## REQUIREMENT 1
In the essay below, which phrase did the writer like to begin statements with as a 3-year-old?
* * * * *
I was fond of beginning any statement with, “As you know, Mommy…” or “As you know, Daddy…” What came next was probably standard for a 3-year-old, “As you know, Mommy, I ate all my spaghetti.” Or, “As you know, Daddy, I colored a picture of a dog today.”

I wasn’t sharing any earth-shattering revelations, but when I spoke, I did so with the slightly patronizing air of a true know-it-all.

And nothing much changed for the next 20 years.

I have always loved being right. Going to school only hammered this home for me; I was a real hand-in-the-air-24-7 Hermione Granger type, and because I was a good student, I got praised for being right.

And because I’ve never been shy about sharing my opinions, nor afraid of conflict, I was happy to tell anyone how right I was, and consequently how wrong they were.

It’s nice to be right, isn’t it? It feels good. You’ve got the moral high ground, and everyone else is just woefully inaccurate or brazenly stupid.

But … here’s the problem. There really is no such thing as “right.” There’s also no such thing as “wrong.”

What I’m about to share is one of the most important things I’ve had to learn in the past decade of my life. If I only had 5 minutes to tell you anything in the world, this is what I would want you to know. It’s that critical, especially in 2017.


Let’s back up to being 3 years old.

For all of us, this is when our vocabulary starts to explode and we can finally communicate with the adults around us in a more sophisticated way.
* * * * *
## REQUIREMENT 2
Report every line of the records below that contains the string "Target", copying each such line in full.

## TASK INPUTS
* * * * *
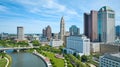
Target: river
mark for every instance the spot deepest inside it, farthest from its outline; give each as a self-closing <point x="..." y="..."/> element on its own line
<point x="23" y="59"/>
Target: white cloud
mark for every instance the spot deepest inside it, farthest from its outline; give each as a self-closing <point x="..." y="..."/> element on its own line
<point x="3" y="8"/>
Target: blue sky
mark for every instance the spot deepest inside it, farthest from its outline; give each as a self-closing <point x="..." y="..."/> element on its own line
<point x="34" y="15"/>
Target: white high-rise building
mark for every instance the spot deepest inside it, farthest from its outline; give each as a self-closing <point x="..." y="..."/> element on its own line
<point x="20" y="33"/>
<point x="78" y="44"/>
<point x="110" y="60"/>
<point x="106" y="24"/>
<point x="62" y="29"/>
<point x="56" y="42"/>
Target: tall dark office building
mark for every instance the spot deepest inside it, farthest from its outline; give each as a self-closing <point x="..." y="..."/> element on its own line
<point x="47" y="32"/>
<point x="20" y="33"/>
<point x="118" y="31"/>
<point x="74" y="30"/>
<point x="90" y="25"/>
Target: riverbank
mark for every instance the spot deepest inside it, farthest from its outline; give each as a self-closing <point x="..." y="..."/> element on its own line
<point x="9" y="60"/>
<point x="47" y="61"/>
<point x="6" y="61"/>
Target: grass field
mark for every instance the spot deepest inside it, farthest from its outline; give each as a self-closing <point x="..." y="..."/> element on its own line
<point x="3" y="62"/>
<point x="57" y="62"/>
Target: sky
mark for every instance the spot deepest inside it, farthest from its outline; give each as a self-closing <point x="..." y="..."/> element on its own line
<point x="34" y="15"/>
* * * * *
## TASK SOLUTION 1
"As you know, Mommy…" or "As you know, Daddy…"

## TASK SOLUTION 2
Target: river
Target: white cloud
Target: blue sky
Target: white high-rise building
Target: tall dark office building
Target: riverbank
Target: grass field
Target: sky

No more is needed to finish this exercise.